WHAT NEEDS TO BE DONE: Every line containing the string "apartment" should be returned from the records.
EXERCISE INPUT Start Marker
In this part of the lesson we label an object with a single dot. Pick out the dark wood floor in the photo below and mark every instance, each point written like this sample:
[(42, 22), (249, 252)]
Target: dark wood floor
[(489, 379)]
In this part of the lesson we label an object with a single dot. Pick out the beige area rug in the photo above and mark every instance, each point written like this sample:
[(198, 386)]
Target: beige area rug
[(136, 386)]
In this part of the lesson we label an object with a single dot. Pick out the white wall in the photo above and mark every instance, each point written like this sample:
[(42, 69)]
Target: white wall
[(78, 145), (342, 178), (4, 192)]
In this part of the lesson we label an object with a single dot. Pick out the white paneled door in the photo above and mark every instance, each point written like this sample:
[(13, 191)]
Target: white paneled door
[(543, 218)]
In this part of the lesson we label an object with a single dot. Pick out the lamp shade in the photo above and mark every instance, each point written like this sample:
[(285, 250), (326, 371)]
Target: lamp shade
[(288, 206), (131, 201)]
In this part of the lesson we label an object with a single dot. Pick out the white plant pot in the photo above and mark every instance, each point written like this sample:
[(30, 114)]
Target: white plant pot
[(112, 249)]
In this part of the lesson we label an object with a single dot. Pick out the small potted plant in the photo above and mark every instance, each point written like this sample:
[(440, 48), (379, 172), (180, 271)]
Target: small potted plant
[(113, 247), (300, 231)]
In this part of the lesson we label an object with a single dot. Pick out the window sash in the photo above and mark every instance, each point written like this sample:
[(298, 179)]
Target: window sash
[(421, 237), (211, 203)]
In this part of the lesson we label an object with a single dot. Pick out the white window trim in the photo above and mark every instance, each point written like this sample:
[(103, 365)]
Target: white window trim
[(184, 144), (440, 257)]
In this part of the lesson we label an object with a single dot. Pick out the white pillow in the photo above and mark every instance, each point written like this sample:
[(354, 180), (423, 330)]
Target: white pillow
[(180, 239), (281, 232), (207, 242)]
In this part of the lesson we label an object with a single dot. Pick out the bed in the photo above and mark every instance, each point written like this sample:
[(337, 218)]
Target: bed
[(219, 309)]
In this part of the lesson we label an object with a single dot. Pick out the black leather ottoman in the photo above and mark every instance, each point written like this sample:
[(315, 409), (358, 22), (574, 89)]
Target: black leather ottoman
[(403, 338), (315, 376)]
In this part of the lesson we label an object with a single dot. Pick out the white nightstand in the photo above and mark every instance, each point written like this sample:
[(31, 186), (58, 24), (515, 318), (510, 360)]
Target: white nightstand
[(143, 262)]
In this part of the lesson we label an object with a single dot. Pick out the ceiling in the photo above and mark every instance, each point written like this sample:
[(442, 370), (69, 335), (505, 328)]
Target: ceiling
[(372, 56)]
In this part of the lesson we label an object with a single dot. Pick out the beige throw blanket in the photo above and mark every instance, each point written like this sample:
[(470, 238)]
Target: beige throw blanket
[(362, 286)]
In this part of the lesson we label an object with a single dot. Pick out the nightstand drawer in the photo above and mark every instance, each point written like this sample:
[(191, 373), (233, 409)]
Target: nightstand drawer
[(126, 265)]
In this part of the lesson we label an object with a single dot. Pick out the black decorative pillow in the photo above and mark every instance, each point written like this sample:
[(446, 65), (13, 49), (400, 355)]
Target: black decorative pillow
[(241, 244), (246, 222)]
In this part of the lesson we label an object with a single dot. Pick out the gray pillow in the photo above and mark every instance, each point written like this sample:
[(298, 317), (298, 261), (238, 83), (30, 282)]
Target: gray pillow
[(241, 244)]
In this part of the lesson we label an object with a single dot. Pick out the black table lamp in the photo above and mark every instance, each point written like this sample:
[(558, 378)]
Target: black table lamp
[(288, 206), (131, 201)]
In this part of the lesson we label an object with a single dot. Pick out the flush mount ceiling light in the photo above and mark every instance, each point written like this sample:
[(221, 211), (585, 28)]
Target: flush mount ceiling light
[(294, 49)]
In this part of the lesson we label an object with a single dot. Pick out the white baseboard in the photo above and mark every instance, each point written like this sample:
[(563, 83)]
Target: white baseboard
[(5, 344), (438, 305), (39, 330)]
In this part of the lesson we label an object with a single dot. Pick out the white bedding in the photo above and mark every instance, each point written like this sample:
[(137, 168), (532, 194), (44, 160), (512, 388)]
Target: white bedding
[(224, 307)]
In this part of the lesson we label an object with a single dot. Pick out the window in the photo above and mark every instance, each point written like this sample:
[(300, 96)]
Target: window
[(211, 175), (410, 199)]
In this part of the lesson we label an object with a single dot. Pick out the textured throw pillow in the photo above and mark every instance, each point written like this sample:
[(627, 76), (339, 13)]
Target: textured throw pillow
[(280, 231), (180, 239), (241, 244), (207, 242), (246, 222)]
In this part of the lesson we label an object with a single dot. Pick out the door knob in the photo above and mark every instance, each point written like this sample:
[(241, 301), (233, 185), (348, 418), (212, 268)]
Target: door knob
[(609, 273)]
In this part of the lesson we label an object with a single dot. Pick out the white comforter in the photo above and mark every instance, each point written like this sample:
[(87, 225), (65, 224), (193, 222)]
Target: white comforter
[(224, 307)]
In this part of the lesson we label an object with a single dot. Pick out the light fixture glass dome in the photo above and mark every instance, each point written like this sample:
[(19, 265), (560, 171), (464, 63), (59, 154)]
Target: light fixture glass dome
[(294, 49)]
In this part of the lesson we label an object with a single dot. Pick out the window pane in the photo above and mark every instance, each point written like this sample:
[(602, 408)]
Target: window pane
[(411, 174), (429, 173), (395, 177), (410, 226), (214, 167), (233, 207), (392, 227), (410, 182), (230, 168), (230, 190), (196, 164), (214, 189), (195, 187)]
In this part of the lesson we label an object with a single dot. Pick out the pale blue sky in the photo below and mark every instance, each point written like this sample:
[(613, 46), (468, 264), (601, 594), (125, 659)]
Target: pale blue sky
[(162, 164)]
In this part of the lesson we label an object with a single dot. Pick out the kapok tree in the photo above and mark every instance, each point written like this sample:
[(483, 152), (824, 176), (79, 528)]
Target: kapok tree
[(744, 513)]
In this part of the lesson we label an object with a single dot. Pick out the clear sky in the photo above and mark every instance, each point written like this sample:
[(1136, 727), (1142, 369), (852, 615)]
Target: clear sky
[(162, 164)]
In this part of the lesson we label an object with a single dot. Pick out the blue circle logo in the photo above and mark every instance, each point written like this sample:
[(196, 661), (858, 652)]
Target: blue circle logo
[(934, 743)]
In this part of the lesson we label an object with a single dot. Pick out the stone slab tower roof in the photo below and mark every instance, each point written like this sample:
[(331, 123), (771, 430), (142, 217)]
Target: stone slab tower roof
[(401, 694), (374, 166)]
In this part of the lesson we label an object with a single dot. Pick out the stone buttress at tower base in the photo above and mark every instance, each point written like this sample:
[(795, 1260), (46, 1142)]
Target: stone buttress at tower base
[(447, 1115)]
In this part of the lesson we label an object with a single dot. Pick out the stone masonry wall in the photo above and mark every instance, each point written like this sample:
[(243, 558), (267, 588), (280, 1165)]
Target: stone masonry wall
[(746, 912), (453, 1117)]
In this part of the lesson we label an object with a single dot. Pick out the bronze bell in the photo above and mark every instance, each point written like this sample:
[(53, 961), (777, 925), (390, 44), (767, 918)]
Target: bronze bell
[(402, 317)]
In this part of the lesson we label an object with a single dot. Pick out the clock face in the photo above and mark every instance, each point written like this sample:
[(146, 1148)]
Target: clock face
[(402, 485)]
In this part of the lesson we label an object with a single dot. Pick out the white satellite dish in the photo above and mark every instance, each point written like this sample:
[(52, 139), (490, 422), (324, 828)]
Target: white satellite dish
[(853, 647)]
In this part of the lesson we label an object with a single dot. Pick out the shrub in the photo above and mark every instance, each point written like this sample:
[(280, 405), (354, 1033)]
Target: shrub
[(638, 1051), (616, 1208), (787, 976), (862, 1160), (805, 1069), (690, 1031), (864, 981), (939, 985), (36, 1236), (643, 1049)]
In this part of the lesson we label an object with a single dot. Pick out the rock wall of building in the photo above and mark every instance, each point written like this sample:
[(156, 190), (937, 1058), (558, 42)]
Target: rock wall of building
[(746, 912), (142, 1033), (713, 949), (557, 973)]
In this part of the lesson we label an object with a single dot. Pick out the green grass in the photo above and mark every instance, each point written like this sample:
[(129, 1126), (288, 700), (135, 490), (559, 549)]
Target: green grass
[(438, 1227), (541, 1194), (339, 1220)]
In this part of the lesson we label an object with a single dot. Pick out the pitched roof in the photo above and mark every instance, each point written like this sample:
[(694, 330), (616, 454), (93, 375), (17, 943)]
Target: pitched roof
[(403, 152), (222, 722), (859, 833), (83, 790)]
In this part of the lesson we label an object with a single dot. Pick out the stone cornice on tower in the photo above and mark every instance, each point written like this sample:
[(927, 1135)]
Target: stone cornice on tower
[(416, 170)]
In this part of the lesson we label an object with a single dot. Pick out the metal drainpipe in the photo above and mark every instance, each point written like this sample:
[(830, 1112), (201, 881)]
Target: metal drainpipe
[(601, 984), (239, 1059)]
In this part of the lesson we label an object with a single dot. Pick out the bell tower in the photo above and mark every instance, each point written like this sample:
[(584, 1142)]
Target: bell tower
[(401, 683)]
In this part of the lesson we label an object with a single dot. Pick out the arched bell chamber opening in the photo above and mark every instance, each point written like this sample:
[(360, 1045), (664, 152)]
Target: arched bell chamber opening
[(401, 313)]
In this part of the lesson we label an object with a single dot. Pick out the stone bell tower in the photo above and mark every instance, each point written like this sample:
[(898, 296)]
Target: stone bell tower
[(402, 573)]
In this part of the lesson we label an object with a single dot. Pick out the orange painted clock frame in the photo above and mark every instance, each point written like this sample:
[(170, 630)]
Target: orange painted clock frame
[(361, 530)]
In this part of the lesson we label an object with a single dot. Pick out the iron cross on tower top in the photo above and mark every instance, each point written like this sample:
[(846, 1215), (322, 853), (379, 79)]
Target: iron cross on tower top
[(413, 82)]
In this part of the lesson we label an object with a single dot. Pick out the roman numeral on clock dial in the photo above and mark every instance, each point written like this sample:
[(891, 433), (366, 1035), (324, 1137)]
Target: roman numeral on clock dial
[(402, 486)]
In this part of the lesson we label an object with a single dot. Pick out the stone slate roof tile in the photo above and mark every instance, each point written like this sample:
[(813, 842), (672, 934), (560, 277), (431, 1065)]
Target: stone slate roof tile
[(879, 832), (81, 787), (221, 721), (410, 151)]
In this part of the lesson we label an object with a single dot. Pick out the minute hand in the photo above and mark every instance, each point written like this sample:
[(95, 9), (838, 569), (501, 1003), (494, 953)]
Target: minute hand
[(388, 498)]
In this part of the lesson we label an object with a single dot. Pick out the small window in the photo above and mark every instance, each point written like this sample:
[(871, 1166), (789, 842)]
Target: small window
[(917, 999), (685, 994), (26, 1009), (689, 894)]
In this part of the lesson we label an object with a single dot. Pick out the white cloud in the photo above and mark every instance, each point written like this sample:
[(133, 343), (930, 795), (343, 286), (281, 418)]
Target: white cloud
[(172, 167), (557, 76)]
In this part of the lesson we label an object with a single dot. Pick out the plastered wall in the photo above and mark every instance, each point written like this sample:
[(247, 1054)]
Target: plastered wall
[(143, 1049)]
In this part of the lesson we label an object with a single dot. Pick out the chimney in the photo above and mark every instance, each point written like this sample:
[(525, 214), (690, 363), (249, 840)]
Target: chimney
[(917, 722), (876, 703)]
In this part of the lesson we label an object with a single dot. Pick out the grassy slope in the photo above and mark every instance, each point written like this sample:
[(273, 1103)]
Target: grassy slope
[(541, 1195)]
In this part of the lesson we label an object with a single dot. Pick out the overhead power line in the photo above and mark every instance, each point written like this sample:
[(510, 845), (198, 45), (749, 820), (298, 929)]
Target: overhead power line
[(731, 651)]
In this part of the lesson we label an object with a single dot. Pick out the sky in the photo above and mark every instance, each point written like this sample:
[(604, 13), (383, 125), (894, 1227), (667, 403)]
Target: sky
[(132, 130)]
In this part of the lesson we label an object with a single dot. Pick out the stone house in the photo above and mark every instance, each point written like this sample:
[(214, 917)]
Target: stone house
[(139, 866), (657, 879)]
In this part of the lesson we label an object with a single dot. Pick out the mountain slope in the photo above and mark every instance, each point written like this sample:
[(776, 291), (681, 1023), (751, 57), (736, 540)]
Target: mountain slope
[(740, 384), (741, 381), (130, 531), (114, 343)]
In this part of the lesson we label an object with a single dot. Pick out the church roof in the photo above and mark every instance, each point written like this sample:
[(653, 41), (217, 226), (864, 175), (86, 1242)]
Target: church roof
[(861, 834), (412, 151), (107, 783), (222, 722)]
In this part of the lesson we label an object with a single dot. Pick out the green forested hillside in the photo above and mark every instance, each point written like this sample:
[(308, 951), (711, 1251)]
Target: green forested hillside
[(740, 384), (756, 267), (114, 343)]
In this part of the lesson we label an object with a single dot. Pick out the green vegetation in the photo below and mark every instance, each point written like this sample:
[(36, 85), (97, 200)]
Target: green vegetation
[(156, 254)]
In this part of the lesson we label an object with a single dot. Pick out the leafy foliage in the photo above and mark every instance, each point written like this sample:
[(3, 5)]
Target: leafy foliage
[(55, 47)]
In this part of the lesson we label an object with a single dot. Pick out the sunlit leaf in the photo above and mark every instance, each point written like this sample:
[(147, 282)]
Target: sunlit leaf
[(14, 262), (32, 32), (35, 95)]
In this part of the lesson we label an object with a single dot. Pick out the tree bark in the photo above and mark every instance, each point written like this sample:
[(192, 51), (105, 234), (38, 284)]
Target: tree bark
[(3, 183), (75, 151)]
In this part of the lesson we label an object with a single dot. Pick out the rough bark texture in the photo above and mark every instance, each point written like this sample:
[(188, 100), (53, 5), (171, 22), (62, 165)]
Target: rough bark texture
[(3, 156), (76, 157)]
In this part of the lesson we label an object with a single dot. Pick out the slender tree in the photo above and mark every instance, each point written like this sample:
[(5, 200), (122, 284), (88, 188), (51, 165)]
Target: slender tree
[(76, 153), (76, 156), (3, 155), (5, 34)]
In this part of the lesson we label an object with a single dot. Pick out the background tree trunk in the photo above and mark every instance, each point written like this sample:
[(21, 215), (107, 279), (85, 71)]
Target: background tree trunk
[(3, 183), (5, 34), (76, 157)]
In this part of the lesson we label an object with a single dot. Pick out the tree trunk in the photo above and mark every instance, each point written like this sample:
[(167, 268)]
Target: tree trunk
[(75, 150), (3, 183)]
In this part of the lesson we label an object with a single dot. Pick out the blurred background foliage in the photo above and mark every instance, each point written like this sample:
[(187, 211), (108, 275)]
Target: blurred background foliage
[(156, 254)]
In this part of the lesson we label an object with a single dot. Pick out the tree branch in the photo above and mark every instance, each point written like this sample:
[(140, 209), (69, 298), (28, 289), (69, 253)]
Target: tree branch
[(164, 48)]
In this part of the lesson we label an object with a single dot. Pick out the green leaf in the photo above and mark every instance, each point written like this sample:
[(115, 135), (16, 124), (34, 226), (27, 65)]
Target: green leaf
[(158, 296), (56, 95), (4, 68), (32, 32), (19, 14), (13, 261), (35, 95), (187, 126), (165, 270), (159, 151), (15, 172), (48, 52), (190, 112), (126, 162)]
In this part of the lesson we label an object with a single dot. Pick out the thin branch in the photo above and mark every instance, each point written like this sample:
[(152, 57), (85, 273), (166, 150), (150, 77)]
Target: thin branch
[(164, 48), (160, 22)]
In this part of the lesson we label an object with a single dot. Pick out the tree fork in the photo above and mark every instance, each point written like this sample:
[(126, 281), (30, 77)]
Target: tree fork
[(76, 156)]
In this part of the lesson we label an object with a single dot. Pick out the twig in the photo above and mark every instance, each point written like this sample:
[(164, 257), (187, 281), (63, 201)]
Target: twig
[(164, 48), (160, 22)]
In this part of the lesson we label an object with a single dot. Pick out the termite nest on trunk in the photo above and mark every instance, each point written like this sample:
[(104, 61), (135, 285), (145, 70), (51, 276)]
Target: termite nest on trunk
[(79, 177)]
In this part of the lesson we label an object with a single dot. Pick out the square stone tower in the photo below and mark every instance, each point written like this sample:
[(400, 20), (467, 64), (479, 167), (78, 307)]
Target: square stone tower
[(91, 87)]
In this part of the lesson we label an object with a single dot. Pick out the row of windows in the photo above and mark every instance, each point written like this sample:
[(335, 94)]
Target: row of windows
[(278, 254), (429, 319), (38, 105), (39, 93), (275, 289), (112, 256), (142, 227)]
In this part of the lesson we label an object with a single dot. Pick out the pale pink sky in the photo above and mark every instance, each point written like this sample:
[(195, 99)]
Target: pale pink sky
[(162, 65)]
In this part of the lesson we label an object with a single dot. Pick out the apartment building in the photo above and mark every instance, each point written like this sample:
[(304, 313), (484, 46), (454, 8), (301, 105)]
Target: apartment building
EXERCISE INPUT End Marker
RESPONSE BELOW:
In this part of the lesson we label an object with a single dot. Pick out the apartment building in the photo above and mark every instance, each point written like this sample:
Target: apartment building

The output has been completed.